● **Goal of the exercise**
Copy out every line of the records from the line containing "Identify a point for each instance of the grassy" through the end of the records, both ends included, and multiply each point coordinate by 2.2, rounding to whole numbers with halves going up. Keep all other text unchanged.

---------- Data shown

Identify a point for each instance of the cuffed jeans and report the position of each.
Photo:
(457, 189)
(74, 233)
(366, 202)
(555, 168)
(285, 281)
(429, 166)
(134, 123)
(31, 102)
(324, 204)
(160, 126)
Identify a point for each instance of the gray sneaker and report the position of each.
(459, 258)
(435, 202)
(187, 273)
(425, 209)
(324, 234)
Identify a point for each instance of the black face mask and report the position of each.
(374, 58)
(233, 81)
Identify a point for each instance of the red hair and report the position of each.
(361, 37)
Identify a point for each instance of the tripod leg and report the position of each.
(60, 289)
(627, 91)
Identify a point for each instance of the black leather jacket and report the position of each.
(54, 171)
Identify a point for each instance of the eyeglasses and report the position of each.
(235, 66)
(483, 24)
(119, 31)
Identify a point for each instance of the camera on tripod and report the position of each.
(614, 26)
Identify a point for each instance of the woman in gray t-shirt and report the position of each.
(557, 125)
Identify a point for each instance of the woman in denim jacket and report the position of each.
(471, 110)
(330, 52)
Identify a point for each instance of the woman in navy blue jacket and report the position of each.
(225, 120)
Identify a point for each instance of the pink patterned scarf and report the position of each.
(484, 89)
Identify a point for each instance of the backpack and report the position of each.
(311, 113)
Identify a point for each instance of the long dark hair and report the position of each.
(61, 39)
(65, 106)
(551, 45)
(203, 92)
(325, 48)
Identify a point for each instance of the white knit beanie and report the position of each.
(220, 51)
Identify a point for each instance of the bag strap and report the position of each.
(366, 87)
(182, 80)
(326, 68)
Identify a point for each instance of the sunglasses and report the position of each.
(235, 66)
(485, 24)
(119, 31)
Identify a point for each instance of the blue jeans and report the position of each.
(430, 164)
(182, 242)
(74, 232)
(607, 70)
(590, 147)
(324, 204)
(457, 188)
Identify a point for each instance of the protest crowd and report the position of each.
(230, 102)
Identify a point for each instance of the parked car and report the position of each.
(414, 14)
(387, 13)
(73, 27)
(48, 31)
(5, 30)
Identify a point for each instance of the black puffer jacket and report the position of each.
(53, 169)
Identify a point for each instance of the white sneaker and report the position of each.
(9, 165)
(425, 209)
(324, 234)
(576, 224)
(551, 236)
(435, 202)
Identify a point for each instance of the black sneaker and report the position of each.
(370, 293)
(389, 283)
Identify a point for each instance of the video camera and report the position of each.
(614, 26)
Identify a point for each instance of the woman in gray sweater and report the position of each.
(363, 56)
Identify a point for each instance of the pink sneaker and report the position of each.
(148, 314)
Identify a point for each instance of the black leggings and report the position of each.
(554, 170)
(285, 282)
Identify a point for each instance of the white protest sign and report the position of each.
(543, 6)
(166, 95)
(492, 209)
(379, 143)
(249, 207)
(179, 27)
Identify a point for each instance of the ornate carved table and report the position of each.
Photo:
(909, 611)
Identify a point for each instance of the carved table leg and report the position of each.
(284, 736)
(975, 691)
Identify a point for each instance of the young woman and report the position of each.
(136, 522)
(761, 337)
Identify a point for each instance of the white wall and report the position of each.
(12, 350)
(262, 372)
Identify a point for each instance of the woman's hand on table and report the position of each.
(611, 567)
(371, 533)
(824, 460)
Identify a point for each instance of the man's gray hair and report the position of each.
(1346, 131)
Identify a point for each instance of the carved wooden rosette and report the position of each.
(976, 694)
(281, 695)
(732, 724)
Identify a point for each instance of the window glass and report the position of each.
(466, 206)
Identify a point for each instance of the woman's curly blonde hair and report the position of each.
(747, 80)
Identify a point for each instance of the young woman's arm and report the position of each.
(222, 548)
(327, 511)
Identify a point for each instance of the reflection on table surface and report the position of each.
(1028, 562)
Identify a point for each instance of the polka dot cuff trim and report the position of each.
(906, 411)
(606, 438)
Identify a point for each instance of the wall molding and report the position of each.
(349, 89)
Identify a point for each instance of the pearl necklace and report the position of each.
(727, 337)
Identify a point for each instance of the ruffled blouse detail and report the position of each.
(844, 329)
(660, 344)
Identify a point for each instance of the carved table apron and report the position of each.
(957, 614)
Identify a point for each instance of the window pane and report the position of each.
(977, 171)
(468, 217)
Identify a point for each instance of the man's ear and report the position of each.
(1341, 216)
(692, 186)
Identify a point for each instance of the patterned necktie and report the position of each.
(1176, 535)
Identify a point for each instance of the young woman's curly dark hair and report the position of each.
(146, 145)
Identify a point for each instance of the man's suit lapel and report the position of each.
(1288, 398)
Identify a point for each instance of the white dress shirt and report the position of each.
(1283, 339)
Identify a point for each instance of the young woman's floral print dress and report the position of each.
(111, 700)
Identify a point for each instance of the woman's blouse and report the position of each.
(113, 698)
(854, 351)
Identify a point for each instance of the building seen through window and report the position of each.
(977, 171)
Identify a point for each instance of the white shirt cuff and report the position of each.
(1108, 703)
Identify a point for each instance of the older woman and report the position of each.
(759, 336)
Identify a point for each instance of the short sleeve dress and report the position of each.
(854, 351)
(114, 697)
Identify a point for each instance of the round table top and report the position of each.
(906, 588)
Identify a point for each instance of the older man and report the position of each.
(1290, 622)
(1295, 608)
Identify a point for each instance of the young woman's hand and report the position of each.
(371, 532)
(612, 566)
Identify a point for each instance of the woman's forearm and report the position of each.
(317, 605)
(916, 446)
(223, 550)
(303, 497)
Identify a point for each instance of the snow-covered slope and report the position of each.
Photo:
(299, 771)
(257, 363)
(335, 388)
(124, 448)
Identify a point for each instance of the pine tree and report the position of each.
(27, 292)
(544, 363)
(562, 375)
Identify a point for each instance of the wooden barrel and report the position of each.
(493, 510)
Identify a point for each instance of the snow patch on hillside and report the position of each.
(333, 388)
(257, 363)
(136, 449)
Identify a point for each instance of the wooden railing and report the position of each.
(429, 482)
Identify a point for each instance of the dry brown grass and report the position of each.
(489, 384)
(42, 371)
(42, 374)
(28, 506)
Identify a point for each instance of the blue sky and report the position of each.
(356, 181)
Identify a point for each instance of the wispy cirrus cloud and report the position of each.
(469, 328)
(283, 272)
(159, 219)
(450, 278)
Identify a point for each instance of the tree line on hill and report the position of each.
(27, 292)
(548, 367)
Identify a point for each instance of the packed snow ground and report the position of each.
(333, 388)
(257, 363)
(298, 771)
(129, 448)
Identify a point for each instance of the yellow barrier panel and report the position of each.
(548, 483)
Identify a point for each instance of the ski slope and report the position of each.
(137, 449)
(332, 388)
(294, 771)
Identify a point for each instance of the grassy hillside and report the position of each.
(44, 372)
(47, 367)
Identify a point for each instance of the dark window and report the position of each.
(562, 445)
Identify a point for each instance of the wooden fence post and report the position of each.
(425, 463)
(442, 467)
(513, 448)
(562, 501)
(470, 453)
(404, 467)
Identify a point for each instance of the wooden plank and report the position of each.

--------------------

● **The response**
Identify a point for each instance of the grassy hillside and report the position of each.
(97, 818)
(103, 807)
Identify a point for each instance of the dark window and report the position of each.
(1236, 979)
Identify a point for each instance of the wooden fence post and report the position of each.
(935, 1019)
(972, 1027)
(1129, 986)
(1236, 1102)
(1034, 997)
(889, 1027)
Identify a point for each instance of the wooden plank and report the position of each.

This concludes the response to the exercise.